Start of DATA EXCERPTS
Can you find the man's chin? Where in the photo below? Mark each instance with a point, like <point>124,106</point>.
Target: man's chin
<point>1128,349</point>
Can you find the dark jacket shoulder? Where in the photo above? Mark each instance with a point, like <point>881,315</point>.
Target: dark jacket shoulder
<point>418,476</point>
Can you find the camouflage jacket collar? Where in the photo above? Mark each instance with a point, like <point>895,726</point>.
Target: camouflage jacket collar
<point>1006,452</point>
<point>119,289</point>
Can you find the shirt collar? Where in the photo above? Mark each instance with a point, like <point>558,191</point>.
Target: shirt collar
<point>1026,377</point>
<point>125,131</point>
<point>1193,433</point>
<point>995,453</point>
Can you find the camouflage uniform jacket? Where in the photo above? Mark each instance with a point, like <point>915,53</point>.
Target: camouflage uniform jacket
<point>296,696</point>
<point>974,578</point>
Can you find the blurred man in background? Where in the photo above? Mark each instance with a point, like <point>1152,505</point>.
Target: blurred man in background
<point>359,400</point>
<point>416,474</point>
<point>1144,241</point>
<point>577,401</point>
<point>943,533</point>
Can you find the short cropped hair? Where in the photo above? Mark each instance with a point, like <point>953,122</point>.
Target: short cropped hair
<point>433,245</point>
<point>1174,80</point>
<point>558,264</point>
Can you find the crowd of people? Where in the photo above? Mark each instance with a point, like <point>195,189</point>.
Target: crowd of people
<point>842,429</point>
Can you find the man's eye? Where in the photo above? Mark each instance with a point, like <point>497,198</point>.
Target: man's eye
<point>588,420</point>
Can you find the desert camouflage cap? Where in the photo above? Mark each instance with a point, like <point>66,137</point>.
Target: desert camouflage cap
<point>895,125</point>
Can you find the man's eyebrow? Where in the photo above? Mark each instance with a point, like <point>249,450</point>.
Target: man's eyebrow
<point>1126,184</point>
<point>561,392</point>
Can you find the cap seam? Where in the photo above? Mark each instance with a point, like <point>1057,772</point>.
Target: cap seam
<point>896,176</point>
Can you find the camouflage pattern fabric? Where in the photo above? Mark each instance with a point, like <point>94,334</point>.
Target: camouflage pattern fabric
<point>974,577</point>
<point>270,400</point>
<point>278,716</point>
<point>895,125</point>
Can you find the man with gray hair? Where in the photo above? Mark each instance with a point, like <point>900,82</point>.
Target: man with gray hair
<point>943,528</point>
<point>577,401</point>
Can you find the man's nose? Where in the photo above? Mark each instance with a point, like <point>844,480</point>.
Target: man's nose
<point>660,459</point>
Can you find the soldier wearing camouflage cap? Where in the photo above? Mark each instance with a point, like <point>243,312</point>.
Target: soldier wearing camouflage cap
End of DATA EXCERPTS
Where the word "soldier" shows up in a line of the entries above, copy that line.

WRITTEN SOLUTION:
Can you find the soldier wearing camouflage cap? Where in the photo above? Mark each instance with a point, like <point>243,312</point>.
Target: soldier wearing camouflage cap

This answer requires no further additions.